Reproduce all of the records below, substituting "occurrence" for each "instance" and leaving everything else unchanged.

========================================================================

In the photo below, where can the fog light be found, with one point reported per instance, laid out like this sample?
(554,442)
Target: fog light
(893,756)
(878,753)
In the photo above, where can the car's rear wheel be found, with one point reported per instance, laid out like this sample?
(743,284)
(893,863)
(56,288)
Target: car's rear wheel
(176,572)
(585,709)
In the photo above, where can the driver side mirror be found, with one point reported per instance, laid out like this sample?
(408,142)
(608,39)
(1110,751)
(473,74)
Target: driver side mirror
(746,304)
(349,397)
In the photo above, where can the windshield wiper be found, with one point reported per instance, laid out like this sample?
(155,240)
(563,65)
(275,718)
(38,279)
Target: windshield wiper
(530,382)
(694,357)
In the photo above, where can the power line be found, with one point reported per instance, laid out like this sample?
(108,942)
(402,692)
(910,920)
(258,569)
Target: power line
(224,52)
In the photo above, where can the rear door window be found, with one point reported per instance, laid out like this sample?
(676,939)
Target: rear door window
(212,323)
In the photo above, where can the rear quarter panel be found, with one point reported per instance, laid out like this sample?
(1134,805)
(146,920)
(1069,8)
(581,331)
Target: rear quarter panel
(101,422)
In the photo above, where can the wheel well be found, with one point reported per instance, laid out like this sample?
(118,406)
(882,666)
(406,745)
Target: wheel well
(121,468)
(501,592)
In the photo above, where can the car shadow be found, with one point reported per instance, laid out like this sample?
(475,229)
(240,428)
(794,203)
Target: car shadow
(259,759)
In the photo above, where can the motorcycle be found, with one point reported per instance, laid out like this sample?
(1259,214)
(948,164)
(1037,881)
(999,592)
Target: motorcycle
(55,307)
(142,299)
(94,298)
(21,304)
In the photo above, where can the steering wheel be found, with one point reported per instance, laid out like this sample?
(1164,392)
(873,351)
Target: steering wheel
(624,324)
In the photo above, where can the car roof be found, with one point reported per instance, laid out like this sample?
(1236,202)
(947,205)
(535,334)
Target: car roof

========================================================================

### In response:
In the photo below, where can the fog light be found, with one point reported per occurrence, laid out like this sample?
(554,442)
Target: fog light
(893,756)
(878,753)
In the photo above, where can the car's rear wheel be found, with one point reported per occurrence, laid out like this sample?
(743,284)
(893,863)
(56,288)
Target: car's rear wheel
(176,572)
(585,709)
In the photo above, where can the driver side mirror be found, with one point reported per occurrence, laid out like this sample?
(408,142)
(608,39)
(1110,751)
(473,74)
Target: driver side mirror
(746,304)
(349,397)
In the photo above, where can the windshield wiper be found, with one point reported per occurrence, laid out like this sample?
(155,240)
(563,65)
(275,718)
(38,279)
Target: windshield wiper
(530,382)
(694,357)
In the photo above, where can the power line be found, with one point reported per occurrence, laid out like this sample?
(108,942)
(402,692)
(910,920)
(258,569)
Target: power line
(224,52)
In the photo above, where can the rear door window be found, with one point reported per occurrence, laid out like this sample?
(676,939)
Target: rear door window
(212,323)
In the photo above, where can the rear quarter panel be found, with one point reported per occurrence, laid out like this sample?
(1134,805)
(146,920)
(1069,8)
(581,331)
Target: rear quarter panel
(101,422)
In the photo above, where can the wheel well be found, with one point reported per occurrence, laid out like this sample?
(118,406)
(882,666)
(406,745)
Target: wheel well
(121,468)
(501,592)
In the photo above, where can the car shadow be found, with one point reported per occurrence, laid out like this sample?
(475,229)
(240,428)
(794,203)
Target: car shadow
(259,759)
In the photo above, where can the motorcycle be found, with one point reported per occurrence, laid out like this sample?
(1259,214)
(948,164)
(1037,881)
(999,592)
Target: motorcycle
(55,307)
(142,299)
(94,298)
(21,304)
In the photo above, where can the steering wheel be found, with one point reported per occurrence, laid out like this sample?
(1164,392)
(873,351)
Target: steering wheel
(624,324)
In the photo above, where can the car roof be found, with one point reported per occurrence, laid out like this sample?
(1236,202)
(947,205)
(535,334)
Target: car roof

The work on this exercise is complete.